* [Bron]:
———

N01.04 Zand- en kalklandschap

Zand- en kalklandschap omvat de meer natuurlijke gebieden in het zand- en het kalklandschap waar vooral grondwaterstandfluctuaties, successie en waterdynamiek van beken in combinatie met integrale begrazing het landschap vormen.

Algemene beschrijving

Al naar gelang de ligging van het gebied bestaat het uit een groot scala van andere in zand- en kalkgebieden voorkomende beheertypen (zoals Beek en Bron, Hoogveen. Vochtige heide, Zuur ven of hoogveenven, Droge heide, Droog schraalland, Haagbeuken- en essenbos en Dennen- eiken en beukenbos) die echter vanwege continue veranderingen in het landschap niet in omvang en ligging apart in het beheer kunnen worden vastgelegd.

Om natuurlijke processen in dit beheertype het landschap te kunnen laten bepalen is een grote oppervlakte nodig. Er is hiervoor in Nederland slechts weinig ruimte overgebleven. De natuurwaarden hangen vooral samen met de variatie in de ruimtelijke gradiënt in vochthuishouding en successiestadia. Bij ontwikkeling vanuit een in het recente verleden intensief geëxploiteerd landschap zijn met name oude ontwikkelingsstadia met bijvoorbeeld dikke en dode bomen van belang voor de biodiversiteit. Naar verloop van tijd wordt het voldoende ontstaan van pioniersituaties voor de biodiversiteit belangrijk, die door begrazing ook langer aanwezig kunnen blijven. Met de mate waarin begrazing in dit landschapstype een rol speelt in relatie tot de biodiversiteit is nog veel onbekend, omdat dit landschapstype in Europa al lange tijd niet meer voorkomt en er slechts recent gestart is met de ontwikkeling ervan. De mate waarin bomen het landschapsbeeld in dit verband zullen domineren is nog onzeker maar zal naar waarschijnlijkheid in ruimte en tijd fluctueren.

Karakteristieke soorten zijn al degenen die voor de andere beheertypen van zand- en kalkgebieden genoemd zijn. Specifieke soorten die als karakteristiek voor het grootschalig voorkomen van dit type kunnen worden gezien zijn nog grotendeels onbekend, maar omvatten waarschijnlijk een aantal grote roofvogels en top-predatoren als de lynx. Verder zijn meer natuurlijke dichtheden van wild zwijn en Eedelhert van belang.

Afbakening

  • Het beheertype Zand- en kalklandschap is gelegen in de Zandlandschappen of het Heuvellandschap en omvat in tijd en ruimte wisselende in dit landschap thuishorende typen.
  • Het landschap wordt gevormd door natuurlijke processen zoals de werking van wind, water (o. a. periodiek hoge grondwaterstanden) en/of grote grazers.

———

* [Gegevens]:
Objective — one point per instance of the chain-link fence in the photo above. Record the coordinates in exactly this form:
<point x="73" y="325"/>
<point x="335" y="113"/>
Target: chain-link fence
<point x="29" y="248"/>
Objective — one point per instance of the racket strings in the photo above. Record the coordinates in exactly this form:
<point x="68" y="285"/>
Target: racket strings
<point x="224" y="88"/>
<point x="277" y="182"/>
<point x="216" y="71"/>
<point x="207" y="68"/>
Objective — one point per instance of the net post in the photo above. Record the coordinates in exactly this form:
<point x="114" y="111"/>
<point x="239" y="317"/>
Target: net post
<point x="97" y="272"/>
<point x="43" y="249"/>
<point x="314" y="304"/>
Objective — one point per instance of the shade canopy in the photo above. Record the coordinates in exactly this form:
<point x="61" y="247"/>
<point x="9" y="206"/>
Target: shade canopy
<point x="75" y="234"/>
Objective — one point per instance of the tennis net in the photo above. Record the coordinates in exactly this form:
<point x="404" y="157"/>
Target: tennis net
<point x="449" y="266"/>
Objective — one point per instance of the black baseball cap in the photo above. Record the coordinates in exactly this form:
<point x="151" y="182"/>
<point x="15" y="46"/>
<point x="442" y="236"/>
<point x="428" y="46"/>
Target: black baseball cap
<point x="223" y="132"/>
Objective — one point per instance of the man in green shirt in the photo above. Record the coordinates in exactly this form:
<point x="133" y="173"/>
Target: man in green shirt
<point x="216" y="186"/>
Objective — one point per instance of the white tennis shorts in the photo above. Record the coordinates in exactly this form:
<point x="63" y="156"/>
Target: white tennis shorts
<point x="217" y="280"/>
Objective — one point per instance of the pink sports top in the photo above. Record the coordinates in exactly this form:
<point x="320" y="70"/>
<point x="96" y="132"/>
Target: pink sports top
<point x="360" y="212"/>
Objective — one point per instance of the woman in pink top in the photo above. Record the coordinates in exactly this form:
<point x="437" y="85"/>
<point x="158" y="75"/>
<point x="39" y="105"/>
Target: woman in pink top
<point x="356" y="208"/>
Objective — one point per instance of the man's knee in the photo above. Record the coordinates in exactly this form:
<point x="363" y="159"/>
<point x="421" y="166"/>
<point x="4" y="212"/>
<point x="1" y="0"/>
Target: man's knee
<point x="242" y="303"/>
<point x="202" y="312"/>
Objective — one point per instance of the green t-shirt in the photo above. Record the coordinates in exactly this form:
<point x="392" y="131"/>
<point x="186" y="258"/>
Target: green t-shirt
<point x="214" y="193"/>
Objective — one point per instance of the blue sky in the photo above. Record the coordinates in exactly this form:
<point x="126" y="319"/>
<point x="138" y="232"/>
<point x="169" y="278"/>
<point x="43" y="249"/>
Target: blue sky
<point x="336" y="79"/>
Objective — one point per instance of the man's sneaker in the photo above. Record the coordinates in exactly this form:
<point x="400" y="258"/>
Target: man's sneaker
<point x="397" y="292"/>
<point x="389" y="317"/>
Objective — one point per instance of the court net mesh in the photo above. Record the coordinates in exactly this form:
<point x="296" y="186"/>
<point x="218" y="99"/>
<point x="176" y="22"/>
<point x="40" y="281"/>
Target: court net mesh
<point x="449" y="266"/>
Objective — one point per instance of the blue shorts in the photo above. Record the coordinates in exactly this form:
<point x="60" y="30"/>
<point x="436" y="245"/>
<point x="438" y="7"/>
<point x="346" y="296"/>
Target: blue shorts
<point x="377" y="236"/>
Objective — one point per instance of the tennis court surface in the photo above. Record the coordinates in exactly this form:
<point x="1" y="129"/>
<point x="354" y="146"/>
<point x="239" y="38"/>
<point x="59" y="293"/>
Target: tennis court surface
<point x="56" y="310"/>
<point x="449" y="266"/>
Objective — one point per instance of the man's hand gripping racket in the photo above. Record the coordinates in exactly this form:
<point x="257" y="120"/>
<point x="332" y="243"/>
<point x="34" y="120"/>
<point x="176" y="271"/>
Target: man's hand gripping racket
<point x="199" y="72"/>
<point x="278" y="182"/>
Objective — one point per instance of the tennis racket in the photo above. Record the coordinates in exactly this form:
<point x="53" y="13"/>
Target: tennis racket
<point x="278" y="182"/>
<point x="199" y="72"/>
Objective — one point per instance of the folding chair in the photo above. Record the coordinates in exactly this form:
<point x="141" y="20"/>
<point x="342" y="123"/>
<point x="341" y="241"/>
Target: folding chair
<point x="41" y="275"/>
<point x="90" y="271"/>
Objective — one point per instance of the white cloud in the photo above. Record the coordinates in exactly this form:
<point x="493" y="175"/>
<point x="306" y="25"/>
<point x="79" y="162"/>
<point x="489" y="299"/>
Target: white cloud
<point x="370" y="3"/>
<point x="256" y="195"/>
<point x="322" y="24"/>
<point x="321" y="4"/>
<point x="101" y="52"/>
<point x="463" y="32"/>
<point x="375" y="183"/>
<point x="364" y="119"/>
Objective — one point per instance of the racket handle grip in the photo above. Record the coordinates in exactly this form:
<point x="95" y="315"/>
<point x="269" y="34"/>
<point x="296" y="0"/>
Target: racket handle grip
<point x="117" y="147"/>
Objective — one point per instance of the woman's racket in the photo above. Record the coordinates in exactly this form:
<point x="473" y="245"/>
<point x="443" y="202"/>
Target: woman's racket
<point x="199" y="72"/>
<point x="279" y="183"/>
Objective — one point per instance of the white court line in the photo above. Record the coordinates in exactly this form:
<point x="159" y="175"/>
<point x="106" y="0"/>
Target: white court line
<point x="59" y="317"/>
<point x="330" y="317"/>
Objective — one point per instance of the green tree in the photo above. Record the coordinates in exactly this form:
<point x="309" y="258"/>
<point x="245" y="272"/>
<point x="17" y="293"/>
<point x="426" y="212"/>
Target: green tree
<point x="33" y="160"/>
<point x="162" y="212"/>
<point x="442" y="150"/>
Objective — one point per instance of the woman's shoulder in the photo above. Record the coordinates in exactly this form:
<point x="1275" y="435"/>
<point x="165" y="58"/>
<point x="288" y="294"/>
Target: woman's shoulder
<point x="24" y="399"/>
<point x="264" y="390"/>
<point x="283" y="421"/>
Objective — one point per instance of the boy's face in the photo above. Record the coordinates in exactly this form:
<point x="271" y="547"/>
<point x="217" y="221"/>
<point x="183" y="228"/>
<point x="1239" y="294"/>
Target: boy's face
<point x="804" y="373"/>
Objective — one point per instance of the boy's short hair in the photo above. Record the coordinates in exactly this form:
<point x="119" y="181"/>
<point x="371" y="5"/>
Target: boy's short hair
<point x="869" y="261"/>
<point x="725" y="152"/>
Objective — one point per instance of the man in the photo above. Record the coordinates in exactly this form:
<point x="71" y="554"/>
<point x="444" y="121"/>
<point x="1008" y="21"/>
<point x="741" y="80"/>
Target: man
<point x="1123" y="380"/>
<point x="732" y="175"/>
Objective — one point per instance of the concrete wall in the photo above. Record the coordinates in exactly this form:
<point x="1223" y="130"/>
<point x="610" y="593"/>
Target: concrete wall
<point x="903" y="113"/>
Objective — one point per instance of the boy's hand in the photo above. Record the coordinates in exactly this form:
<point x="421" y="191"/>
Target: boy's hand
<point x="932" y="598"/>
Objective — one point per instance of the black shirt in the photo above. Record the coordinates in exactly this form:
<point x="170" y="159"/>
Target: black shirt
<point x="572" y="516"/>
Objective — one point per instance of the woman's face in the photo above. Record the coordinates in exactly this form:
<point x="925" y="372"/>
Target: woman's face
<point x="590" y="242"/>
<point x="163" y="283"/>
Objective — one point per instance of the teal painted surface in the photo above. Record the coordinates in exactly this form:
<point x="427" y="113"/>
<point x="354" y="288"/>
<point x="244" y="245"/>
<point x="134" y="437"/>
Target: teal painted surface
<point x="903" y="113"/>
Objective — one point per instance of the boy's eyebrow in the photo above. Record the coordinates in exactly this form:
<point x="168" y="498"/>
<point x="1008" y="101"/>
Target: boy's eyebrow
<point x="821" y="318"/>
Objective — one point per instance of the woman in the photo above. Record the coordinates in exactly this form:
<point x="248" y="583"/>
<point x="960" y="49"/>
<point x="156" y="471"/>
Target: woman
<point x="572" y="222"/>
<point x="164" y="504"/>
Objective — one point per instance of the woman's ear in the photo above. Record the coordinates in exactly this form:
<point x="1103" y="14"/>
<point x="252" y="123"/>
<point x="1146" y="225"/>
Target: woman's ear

———

* [Te doen]:
1 – Vertaal deze zin uit de tekst over het Zand- en kalklandschap in het Engels: "Om natuurlijke processen in dit beheertype het landschap te kunnen laten bepalen is een grote oppervlakte nodig."
2 – Schrijf het volgende stuk van de tekst over het Zand- en kalklandschap, aansluitend op de laatste zin.
De rijen hierboven komen uit een andere bron dan de tekst over het Zand- en kalklandschap.

* [Antwoorden]:
1 – A large area is needed to allow natural processes to shape the landscape in this management type.

2 –
  • De tot dit type behorende eenheid is tenminste 500 ha groot of maakt onderdeel uit van een groter gebied behorend bij grootschalige dynamische natuur.

Voorbeeldgebieden

Veluwezoom.

Standaardkostprijs

De standaardkostprijsbladen gaan uit van de beheermaatregelen die gemiddeld over heel Nederland gezien nodig zijn om dit beheertype in stand te houden. Afhankelijk van regionale omstandigheden kan het noodzakelijk zijn om het beheer aan te passen voor de instandhouding van het beheertype.

Bekijk de meeste actuele standaardkostprijzen voor een overzicht van alle standaardkostprijzen per natuurtype.

Subsidie

Subsidieverplichtingen

De beheerder dient het beheertype in stand te houden. De wijze waarop hij deze instandhoudingsverplichting invult, is aan de beheerder zelf.

Subsidietarief

Bekijk de meest actuele subsidietarieven voor de jaarvergoeding voor het Natuurbeheertype N01.04 Zand- en kalklandschap.

De vergoeding kan jaarlijks wijzigen en bedraagt 84% van de standaardkostprijs.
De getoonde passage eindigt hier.